BEGIN Given data

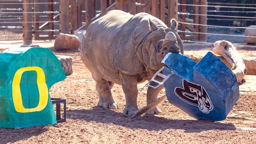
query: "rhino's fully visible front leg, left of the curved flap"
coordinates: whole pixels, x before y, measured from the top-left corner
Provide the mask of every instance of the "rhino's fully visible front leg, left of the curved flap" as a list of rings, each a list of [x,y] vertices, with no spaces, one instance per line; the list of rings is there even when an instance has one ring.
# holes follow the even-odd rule
[[[137,105],[137,75],[120,73],[120,80],[126,100],[123,114],[134,115],[139,110]]]

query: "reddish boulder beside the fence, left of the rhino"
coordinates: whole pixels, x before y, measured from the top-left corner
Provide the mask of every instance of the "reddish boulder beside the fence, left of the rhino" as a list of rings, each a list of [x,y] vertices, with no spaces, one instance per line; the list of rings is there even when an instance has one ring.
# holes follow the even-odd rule
[[[54,48],[56,50],[77,50],[79,45],[80,41],[77,36],[60,33],[55,39]]]

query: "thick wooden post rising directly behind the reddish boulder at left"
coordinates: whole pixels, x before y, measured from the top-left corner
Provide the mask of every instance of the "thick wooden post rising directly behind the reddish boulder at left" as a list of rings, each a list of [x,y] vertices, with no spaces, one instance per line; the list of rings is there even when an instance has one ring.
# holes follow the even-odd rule
[[[60,0],[60,32],[69,34],[69,4],[68,0]]]

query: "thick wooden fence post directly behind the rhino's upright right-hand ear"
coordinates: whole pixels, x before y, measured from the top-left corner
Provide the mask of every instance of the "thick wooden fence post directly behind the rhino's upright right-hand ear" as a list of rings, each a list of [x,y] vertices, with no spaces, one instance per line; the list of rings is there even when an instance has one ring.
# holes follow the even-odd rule
[[[178,21],[178,0],[168,0],[168,27],[171,26],[170,20],[175,18]]]

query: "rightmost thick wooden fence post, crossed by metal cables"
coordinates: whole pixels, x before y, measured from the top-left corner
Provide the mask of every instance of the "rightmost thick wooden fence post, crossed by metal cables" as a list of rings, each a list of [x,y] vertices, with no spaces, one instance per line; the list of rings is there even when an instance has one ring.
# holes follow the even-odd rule
[[[200,5],[207,5],[207,0],[200,0]],[[204,14],[205,16],[200,16],[199,23],[207,25],[207,7],[200,6],[199,14]],[[207,26],[199,26],[199,32],[207,33]],[[207,42],[207,34],[199,34],[198,41]]]

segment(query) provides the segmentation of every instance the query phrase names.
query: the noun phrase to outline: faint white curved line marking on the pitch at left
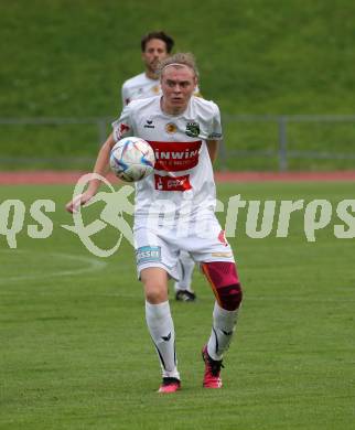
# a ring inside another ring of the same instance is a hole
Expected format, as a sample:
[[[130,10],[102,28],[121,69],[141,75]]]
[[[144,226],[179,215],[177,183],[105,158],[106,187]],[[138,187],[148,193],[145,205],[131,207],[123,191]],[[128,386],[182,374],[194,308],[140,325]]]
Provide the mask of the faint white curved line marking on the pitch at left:
[[[10,249],[0,249],[0,252],[13,252]],[[17,252],[29,254],[30,250],[17,250]],[[76,256],[74,254],[62,254],[62,252],[46,252],[46,257],[67,259],[71,261],[77,261],[80,266],[87,265],[87,267],[78,267],[76,269],[71,270],[57,270],[57,271],[42,271],[41,273],[35,275],[21,275],[21,276],[10,276],[0,278],[0,284],[7,283],[11,281],[22,281],[22,280],[33,280],[33,279],[42,279],[42,278],[53,278],[53,277],[63,277],[63,276],[77,276],[82,273],[88,273],[92,271],[97,271],[104,269],[107,266],[105,261],[98,261],[95,258]],[[41,259],[41,254],[39,254],[39,260]],[[42,267],[43,269],[43,267]]]

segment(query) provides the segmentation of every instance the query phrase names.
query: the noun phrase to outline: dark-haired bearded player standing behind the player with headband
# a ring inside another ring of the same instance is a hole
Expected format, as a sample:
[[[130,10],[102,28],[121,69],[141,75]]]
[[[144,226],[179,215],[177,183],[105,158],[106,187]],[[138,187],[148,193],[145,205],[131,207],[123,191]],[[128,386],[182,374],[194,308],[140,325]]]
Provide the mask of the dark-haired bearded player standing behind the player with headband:
[[[144,72],[126,80],[121,88],[122,106],[139,98],[161,95],[159,80],[159,64],[166,58],[174,46],[173,39],[163,31],[151,32],[141,40],[142,61]],[[198,87],[194,95],[200,95]],[[196,294],[192,289],[192,275],[194,261],[189,252],[182,250],[179,256],[180,280],[174,283],[175,299],[179,301],[193,302]]]

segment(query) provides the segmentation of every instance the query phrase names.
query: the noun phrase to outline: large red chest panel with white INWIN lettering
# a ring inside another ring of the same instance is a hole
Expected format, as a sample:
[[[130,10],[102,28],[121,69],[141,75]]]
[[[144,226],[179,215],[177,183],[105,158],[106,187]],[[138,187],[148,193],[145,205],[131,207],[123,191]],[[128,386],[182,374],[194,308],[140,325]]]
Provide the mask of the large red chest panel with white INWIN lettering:
[[[193,142],[148,141],[155,154],[155,170],[179,172],[193,169],[198,164],[201,140]]]

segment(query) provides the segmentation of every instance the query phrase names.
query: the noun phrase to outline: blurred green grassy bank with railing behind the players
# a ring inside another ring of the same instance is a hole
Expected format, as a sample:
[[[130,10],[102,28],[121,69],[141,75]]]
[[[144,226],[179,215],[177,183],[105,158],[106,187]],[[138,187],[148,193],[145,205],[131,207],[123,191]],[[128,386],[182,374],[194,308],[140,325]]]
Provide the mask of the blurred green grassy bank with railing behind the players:
[[[222,110],[217,170],[355,163],[355,3],[348,0],[0,1],[0,169],[89,170],[142,72],[140,39],[192,51]]]

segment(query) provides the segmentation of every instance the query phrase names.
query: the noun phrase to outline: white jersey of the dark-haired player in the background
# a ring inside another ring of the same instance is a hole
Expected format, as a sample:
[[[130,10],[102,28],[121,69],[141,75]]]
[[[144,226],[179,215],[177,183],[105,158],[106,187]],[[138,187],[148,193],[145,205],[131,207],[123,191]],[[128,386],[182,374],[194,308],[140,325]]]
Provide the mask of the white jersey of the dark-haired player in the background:
[[[146,73],[141,73],[123,83],[121,89],[122,106],[139,98],[154,97],[161,94],[160,80],[151,79]],[[195,88],[194,95],[200,96],[198,87]]]

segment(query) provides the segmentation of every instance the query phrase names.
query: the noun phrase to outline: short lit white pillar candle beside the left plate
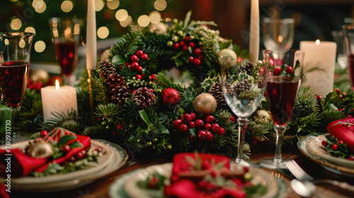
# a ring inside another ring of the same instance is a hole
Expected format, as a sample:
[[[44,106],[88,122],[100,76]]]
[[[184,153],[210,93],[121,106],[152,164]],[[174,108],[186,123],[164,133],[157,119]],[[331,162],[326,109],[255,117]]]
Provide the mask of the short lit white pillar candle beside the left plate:
[[[61,86],[55,82],[55,86],[46,86],[40,89],[42,95],[42,107],[44,122],[51,118],[56,118],[53,112],[62,114],[73,110],[77,111],[76,88],[72,86]]]

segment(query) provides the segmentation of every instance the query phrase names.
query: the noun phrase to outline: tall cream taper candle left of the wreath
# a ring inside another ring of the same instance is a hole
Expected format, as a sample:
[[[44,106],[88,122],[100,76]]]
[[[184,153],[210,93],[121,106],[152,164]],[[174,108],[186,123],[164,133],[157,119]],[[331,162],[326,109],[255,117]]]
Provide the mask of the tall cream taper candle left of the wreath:
[[[97,64],[95,0],[88,1],[86,26],[86,69],[95,70]]]

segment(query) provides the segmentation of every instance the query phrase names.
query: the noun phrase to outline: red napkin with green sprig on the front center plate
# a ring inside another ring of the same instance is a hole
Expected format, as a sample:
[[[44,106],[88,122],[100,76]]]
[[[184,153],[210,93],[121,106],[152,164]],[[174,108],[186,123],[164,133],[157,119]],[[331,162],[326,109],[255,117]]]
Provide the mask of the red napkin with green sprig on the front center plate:
[[[226,156],[207,153],[178,153],[173,157],[171,185],[164,188],[166,197],[246,197],[243,179],[244,169],[230,171],[230,161]],[[204,180],[206,175],[219,175],[224,180],[234,182],[228,187],[215,187]]]

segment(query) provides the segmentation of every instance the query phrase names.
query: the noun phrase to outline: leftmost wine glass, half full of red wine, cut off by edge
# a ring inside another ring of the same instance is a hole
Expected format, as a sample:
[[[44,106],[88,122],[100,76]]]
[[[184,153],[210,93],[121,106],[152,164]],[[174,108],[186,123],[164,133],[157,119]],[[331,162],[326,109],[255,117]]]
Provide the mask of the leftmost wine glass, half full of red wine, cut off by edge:
[[[33,33],[0,33],[0,81],[11,108],[12,137],[21,136],[16,122],[27,87],[33,36]]]

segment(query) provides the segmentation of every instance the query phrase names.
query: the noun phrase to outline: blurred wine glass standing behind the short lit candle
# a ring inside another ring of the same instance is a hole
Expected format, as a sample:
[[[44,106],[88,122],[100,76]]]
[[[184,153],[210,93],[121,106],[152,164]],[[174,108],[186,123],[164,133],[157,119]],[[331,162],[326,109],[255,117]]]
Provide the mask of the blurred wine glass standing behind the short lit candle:
[[[57,62],[62,68],[65,85],[71,85],[71,76],[76,69],[77,47],[84,21],[79,18],[50,18],[52,41],[57,52]]]

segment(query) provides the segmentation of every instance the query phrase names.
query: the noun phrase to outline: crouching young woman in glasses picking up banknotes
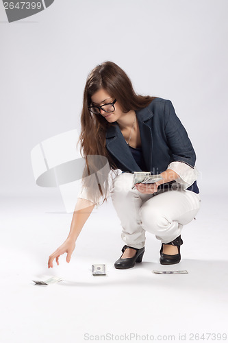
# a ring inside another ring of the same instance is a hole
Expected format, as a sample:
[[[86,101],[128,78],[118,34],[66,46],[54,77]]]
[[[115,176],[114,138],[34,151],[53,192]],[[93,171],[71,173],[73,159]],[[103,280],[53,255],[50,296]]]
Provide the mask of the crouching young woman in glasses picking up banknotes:
[[[115,268],[132,268],[142,261],[146,231],[162,242],[161,264],[179,263],[181,230],[197,215],[201,199],[196,154],[172,102],[136,95],[126,73],[114,62],[103,62],[88,75],[84,88],[79,141],[87,163],[88,156],[105,156],[111,172],[122,171],[110,189],[125,243]],[[151,171],[162,180],[138,183],[132,189],[134,171]],[[70,261],[75,241],[96,204],[88,196],[89,188],[79,194],[70,233],[49,256],[49,268],[54,259],[59,265],[64,252]],[[107,200],[108,192],[100,191]]]

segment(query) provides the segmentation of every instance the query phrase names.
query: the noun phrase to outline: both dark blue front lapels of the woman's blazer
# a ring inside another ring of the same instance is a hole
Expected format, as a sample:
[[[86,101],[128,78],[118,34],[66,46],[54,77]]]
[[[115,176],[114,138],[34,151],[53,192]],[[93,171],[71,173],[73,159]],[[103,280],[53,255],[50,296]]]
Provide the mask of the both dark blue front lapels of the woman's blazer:
[[[136,110],[136,117],[138,119],[138,126],[140,129],[140,138],[142,144],[142,153],[144,161],[147,165],[148,170],[151,170],[152,165],[152,147],[153,139],[151,132],[151,117],[153,113],[149,108],[142,108]],[[121,129],[116,121],[112,123],[106,132],[106,147],[107,150],[118,160],[122,165],[125,165],[129,171],[142,171],[137,165],[134,157],[129,150],[127,142],[123,137]]]

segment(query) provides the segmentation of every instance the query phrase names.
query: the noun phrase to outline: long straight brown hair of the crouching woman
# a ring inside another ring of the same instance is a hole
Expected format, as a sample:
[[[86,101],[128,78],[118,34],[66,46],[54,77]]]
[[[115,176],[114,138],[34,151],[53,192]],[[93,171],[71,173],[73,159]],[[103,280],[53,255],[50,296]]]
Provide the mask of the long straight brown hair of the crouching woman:
[[[125,71],[114,62],[103,62],[90,71],[84,88],[81,133],[78,142],[81,143],[82,156],[86,158],[88,174],[84,174],[84,176],[90,175],[91,166],[88,165],[88,155],[105,156],[112,171],[118,169],[105,147],[105,133],[107,128],[113,124],[108,123],[102,115],[94,115],[88,110],[88,106],[91,105],[92,95],[99,91],[100,88],[105,89],[110,97],[114,97],[118,101],[123,113],[147,107],[155,99],[155,97],[149,95],[137,95]],[[102,196],[105,196],[104,200],[107,200],[107,194],[104,195],[101,189],[100,192]]]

END Given data

# Brief:
Select every line in the material above where the string "boulder" occurs, and copy it.

# Response:
query: "reddish boulder beside the fence, left of the rhino"
Provide the mask of every instance of the "reddish boulder beside the fence, left of the rhino" as a list of rings, each a list of [x,y] vertices, with no spaces, one instance per line; the list of rings is there even when an instance has one ring.
query: "thick wooden post rising directly behind the reddish boulder at left"
Provide the mask of every instance of the "thick wooden post rising directly behind the reddish boulder at left" as a list of rings, each a list of [x,y] vertices, with no spaces, one instance per line; the list of rings is there even when an instance has one ring.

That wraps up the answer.